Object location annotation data
==*==
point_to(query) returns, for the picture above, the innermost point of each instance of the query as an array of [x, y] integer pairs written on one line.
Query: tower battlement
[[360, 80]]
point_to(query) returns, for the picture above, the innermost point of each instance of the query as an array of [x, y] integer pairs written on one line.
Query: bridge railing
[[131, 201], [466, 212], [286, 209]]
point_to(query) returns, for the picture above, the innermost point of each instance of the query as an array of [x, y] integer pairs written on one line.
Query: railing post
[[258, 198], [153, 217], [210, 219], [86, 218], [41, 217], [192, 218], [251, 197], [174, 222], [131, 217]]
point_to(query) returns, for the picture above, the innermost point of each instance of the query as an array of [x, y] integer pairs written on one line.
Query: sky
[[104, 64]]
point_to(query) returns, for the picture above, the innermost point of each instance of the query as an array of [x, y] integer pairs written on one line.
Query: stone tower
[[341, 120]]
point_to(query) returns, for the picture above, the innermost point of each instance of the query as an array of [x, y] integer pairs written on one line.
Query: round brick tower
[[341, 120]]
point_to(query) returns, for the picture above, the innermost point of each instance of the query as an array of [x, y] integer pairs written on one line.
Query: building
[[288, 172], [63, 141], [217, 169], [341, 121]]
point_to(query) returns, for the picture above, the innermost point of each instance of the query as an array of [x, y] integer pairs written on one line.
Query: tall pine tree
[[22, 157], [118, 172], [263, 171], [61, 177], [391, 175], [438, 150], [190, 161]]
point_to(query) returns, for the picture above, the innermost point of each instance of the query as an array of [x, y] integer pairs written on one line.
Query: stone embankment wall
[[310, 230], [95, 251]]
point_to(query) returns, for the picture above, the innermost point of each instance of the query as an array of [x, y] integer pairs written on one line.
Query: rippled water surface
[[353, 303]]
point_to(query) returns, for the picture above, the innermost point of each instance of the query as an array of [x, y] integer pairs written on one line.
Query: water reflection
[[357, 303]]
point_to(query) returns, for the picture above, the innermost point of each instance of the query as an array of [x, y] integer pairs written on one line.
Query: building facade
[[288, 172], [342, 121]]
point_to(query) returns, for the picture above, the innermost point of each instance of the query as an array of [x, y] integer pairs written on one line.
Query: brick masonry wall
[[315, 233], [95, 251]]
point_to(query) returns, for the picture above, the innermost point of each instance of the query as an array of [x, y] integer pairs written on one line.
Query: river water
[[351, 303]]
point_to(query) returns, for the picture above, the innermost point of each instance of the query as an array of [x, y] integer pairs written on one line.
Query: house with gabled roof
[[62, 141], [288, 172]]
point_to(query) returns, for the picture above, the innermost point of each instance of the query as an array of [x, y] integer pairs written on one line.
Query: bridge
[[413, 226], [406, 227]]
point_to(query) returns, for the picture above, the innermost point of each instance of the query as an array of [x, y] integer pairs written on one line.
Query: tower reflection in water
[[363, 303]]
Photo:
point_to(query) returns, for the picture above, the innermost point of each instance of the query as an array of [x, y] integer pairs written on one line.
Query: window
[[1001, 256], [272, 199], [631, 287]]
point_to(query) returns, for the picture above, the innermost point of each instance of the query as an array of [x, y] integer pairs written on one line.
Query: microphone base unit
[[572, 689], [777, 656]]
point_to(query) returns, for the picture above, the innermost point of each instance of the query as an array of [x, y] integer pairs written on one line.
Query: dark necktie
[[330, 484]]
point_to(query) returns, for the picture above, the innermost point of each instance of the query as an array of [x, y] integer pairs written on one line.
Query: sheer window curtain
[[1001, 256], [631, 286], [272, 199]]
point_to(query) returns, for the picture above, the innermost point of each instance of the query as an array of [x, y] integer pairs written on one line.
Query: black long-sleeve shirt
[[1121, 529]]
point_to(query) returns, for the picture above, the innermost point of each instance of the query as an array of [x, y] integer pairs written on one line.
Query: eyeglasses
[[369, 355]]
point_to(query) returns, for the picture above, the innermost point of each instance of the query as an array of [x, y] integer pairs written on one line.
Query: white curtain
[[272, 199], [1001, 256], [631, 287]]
==*==
→ Exercise description: Please select every line of the material that contains the word "water" and copy those lines.

→ Written answer:
Query: rippled water surface
Query: water reflection
Query: river water
Query: tower reflection in water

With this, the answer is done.